• **PROBLEM DESCRIPTION**
Rewrite the lines of the records below, replacing "rough mask" with "coarse mask" everywhere it occurs and leaving everything else unchanged.

• **RECORDS FOR THIS TASK**

┏━━

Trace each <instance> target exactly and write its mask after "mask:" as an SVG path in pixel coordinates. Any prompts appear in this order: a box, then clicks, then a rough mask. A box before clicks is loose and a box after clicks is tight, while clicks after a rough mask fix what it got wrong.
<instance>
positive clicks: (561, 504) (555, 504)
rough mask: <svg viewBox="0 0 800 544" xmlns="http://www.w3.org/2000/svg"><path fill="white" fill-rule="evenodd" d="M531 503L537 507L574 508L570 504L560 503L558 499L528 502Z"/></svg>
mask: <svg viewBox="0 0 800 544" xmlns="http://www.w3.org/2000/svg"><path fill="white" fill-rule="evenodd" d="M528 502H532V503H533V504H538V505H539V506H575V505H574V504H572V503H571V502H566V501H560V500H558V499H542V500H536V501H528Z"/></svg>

┗━━

• **SOLVED EXERCISE**
Trace each <instance> target exactly and write its mask after "mask:" as an SVG path in pixel coordinates. Any prompts appear in this order: a box, then clicks, then a coarse mask. A box before clicks is loose and a box after clicks is tight, while clicks after a coarse mask fix what it got wrong.
<instance>
positive clicks: (561, 504) (555, 504)
coarse mask: <svg viewBox="0 0 800 544" xmlns="http://www.w3.org/2000/svg"><path fill="white" fill-rule="evenodd" d="M531 503L537 507L574 508L570 504L560 503L558 499L528 502Z"/></svg>
mask: <svg viewBox="0 0 800 544" xmlns="http://www.w3.org/2000/svg"><path fill="white" fill-rule="evenodd" d="M528 502H532V503H533V504H538V505H539V506H575V505H574V504H572V503H571V502H566V501H560V500H558V499H542V500H536V501H528Z"/></svg>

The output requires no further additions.